> _Vorliegender Text_:
━━━━━━━━━━━━━━━━

# Welchen Sattel empfehlt ihr?



## dieFluse (17. Januar 2012)

Hallo,

ich bin noch recht neu hier und daher sei mir verziehen, wenn ich einen Sattelthread übersehen habe 
Ich möchte gern mit meinem stinknormalen Bulls Zarena weitere Strecken fahren. Bin da grad am Ausprobieren.
Nun finde ich aber, dass der dazugehörende Sattel für mich nicht so wirklich geeignet ist.






Ich hätt gern einen dauerhaft bequemeren Sattel  Könnt ihr was vorschlagen? Was habt ihr bei längeren Strecken?

LG


----------



## greenhorn-biker (17. Januar 2012)

Schwierig zu beantworten weil jeder andere Vorlieben hat und auch andere Abstände der Sitzknochen 
Wühl dich am besten mal durch diesen Thread http://www.mtb-news.de/forum/showthread.php?t=458173&highlight=sattel
Ansonsten glaub ich kaum dass dir die Mädels hier was anderes schreiben werden


----------



## MTB-News.de




----------



## Silvermoon (17. Januar 2012)

...das stimmt! Greenhorn hat´s eigentlich schon geschrieben. Leider ist jeder Allerwerteste anders und es gibt keine wirkliche Empfehlung 
Was der eine als angenehm empfindet, ist für jemand anders undenkbar... 
Kleiner Tipp: Geh doch mal in einen gut sortierten Bikeladen. Die haben von ihren Sätteln (z.B. Fizik) oft sogenannte Probesättel, die man sich ausleihen und mal probieren bzw. testen kann. 
Das könnte ich dir zum Beispiel empfehlen


----------



## dieFluse (17. Januar 2012)

Danke für den Link  Da hab ich schon mal Einiges zu gucken!

Auf ein Ausleihen wäre ich nicht gekommen. Ich war schon am Überlegen ob man auch was kaufen kann und dann ggf. nach Probefahrt zurückgeben kann, falls es nicht passt.


----------

━━━━━━━━━━━━━━━━

> _Aufgabe 1_:
Beantworte diese Fragen zum Thread über Fahrradsättel oben:
(a) Mit welchem Fahrrad möchte dieFluse weitere Strecken fahren?
(b) Welche Sattelmarke nennt Silvermoon als Beispiel?
(c) Was hatte dieFluse vor dem Hinweis aufs Ausleihen selbst überlegt?
> _Aufgabe 2_:
Stimmen diese Aussagen mit dem Thread über Fahrradsättel oben überein? Antworte jeweils mit Ja oder Nein und zitiere die entscheidenden Worte.
(a) greenhorn-biker nennt unterschiedliche Abstände der Sitzknochen als Grund, warum die Frage schwer zu beantworten ist.
(b) Silvermoon gibt eine klare Empfehlung für einen bestimmten Sattel.
(c) dieFluse ist schon lange im Forum aktiv.

> _Erfasste Daten_:
━━━━━━━━━━━━━━━━

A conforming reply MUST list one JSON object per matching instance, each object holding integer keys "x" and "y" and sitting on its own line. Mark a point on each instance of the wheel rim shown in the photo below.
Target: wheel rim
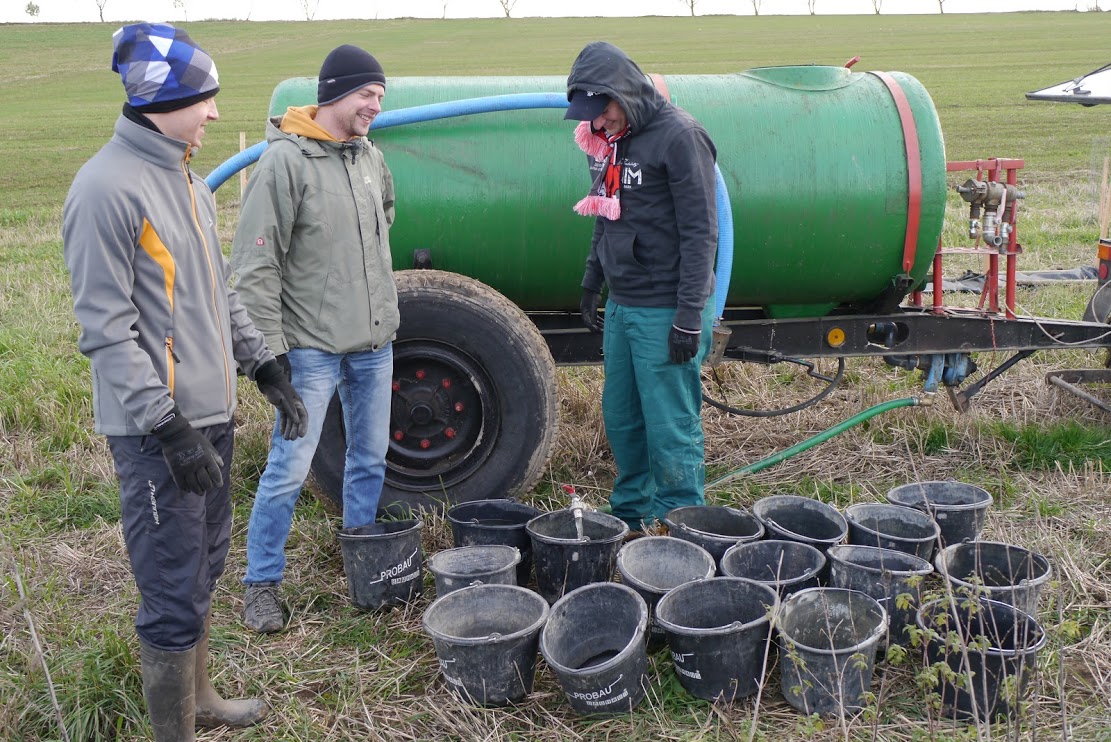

━━━━━━━━━━━━━━━━

> _Endgültige Antwort 1_:
(a) Mit einem Bulls Zarena.
(b) Fizik.
(c) Einen Sattel zu kaufen und ihn nach einer Probefahrt gegebenenfalls zurückzugeben, falls er nicht passt.

> _Endgültige Antwort 2_:
(a) Ja: „Schwierig zu beantworten weil jeder andere Vorlieben hat und auch andere Abstände der Sitzknochen“
(b) Nein: „Leider ist jeder Allerwerteste anders und es gibt keine wirkliche Empfehlung“
(c) Nein: „ich bin noch recht neu hier“